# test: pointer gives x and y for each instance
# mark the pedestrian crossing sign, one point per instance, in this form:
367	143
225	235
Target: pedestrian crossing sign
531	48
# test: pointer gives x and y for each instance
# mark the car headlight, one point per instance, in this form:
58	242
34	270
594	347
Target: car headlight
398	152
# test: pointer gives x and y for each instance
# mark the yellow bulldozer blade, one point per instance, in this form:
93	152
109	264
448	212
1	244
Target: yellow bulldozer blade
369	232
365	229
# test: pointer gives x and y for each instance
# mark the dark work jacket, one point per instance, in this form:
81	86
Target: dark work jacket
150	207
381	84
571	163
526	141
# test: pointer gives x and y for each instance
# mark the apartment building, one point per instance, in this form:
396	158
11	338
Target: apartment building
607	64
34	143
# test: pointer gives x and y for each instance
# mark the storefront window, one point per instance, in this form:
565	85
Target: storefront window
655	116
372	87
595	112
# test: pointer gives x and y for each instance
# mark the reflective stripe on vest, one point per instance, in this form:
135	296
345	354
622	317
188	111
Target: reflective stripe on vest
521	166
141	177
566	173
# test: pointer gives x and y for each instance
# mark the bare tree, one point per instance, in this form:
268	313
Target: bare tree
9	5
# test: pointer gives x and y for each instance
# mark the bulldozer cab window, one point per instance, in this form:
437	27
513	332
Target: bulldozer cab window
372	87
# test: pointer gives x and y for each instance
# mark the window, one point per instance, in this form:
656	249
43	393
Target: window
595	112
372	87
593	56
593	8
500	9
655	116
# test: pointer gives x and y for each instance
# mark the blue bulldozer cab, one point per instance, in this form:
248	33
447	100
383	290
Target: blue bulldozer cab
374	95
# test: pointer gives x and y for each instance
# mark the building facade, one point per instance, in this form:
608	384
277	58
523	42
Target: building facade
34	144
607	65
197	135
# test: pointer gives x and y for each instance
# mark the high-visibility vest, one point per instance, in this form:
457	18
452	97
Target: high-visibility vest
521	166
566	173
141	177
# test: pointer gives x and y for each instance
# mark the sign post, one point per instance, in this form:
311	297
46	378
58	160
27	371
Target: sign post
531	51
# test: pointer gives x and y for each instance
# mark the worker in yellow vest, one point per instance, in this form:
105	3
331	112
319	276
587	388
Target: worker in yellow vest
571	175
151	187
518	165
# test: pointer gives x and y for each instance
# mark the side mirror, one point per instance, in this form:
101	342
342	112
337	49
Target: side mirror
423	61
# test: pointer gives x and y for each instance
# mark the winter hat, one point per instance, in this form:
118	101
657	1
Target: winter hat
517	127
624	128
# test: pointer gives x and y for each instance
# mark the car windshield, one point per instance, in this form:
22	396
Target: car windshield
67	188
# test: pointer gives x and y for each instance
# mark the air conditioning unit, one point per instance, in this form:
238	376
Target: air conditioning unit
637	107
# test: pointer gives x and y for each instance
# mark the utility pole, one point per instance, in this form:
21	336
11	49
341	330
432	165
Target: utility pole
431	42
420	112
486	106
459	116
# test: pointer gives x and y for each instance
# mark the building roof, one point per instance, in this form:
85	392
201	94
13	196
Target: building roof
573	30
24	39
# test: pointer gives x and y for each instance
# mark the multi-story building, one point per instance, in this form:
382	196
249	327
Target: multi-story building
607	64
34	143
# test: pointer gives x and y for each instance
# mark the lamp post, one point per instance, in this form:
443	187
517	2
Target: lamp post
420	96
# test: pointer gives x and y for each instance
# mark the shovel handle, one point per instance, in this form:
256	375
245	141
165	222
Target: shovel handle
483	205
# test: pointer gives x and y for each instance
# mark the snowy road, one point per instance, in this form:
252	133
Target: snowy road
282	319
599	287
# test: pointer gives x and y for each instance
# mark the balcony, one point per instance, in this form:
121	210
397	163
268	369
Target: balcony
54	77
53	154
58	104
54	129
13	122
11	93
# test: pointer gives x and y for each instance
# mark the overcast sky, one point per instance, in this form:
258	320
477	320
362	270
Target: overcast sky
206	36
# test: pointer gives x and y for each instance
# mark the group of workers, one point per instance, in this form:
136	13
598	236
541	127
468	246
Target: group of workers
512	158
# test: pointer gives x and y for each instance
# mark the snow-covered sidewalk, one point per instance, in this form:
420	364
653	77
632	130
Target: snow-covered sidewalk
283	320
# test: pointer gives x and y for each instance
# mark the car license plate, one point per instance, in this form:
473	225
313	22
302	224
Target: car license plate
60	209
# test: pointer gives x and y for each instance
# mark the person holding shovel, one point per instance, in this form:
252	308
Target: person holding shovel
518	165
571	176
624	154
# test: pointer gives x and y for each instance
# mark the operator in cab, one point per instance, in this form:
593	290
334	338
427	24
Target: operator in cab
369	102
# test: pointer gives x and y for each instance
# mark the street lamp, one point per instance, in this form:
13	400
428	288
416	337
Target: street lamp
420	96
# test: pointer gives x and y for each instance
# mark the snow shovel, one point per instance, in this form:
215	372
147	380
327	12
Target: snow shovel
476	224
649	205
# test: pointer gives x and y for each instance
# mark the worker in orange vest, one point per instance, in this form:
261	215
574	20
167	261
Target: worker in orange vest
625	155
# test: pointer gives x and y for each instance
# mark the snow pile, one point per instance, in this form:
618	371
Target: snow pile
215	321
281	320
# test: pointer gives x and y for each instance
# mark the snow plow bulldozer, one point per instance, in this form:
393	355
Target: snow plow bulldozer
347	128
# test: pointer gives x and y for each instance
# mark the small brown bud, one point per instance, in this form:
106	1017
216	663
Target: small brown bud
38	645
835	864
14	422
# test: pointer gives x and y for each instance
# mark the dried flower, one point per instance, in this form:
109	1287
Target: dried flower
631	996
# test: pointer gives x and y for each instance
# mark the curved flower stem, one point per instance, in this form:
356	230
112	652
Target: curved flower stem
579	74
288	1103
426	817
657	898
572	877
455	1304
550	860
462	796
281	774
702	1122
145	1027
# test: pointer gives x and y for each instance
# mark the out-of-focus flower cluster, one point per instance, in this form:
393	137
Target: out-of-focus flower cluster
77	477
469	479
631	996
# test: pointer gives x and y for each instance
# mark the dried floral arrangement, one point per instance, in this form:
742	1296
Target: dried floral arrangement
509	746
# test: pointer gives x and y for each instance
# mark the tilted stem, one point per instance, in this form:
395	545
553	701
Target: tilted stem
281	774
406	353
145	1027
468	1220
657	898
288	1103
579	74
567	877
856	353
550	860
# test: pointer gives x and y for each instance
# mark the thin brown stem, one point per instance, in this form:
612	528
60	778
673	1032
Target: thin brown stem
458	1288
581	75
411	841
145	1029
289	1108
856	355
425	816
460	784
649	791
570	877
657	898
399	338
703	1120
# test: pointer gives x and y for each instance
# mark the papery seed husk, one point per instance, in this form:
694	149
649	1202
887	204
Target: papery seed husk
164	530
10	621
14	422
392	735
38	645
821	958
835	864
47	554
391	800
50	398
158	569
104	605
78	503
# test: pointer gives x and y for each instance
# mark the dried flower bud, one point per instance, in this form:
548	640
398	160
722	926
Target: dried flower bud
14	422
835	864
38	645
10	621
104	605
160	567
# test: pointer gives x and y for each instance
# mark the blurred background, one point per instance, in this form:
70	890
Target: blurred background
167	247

**Written request**
Collect every line in the records that contains the word "apartment", copying each line in full.

**Solution to this task**
# mark the apartment building, one point per instance, in this form:
Target: apartment building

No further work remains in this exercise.